» TASK DESCRIPTION
Present the data once more in exactly its original form.

(ENTRIES SUPPLIED Opens)

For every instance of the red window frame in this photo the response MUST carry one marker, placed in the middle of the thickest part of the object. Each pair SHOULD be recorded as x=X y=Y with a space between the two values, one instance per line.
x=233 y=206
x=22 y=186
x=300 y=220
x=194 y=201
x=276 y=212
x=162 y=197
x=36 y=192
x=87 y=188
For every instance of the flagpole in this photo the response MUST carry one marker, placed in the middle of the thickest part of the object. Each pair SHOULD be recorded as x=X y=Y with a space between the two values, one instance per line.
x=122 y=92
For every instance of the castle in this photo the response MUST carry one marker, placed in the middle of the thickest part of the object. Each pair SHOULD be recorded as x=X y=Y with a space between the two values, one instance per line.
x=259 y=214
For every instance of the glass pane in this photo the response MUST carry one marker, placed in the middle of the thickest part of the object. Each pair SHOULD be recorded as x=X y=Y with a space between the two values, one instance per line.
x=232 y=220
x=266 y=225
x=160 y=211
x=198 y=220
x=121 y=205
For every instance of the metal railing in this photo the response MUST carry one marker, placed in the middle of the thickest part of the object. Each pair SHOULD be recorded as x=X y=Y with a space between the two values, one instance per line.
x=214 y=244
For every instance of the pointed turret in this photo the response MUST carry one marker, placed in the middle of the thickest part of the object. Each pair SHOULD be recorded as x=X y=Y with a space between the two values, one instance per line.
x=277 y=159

(ENTRIES SUPPLIED Closes)

» EXERCISE OUTPUT
For every instance of the red window frame in this photo the response MUST carry one marker, placed in the middle of the thickest part of the object. Each pair SHOULD be recorded as x=X y=Y with a space between the two values, one instance per line.
x=233 y=206
x=22 y=186
x=300 y=220
x=194 y=201
x=276 y=212
x=162 y=197
x=36 y=192
x=87 y=188
For every instance of the flagpole in this photo the response MUST carry one marker, placed in the middle of the thickest part of the object. Each pair SHOULD be recorded as x=X y=Y with a space between the two values, one instance per line.
x=122 y=92
For every instance of the castle in this photo the response MUST carry one marker, placed in the middle of the thickest part of the object. Each pair SHOULD be recorded as x=X y=Y with a space between the two values, one instance per line.
x=259 y=214
For every instance of the glass pane in this photo the response MUST carry one marker, placed in the middle of the thickest part of the object. Each pair SHOULD be recorded as x=X y=Y with a space between the two values, one instance per line.
x=232 y=220
x=266 y=225
x=160 y=211
x=198 y=220
x=121 y=205
For every instance of the metal railing in this photo the response MUST carry one marker, placed in the middle of the thickest part of the object. Each pair SHOULD be recorded as x=X y=Y with a space between the two values, one instance per line.
x=214 y=244
For every instance of the pointed turret in this photo the response MUST carry one marker, placed in the middle of the thickest part of the object. Each pair SHOULD be recorded as x=X y=Y with a space between the two values, one instance per line.
x=277 y=159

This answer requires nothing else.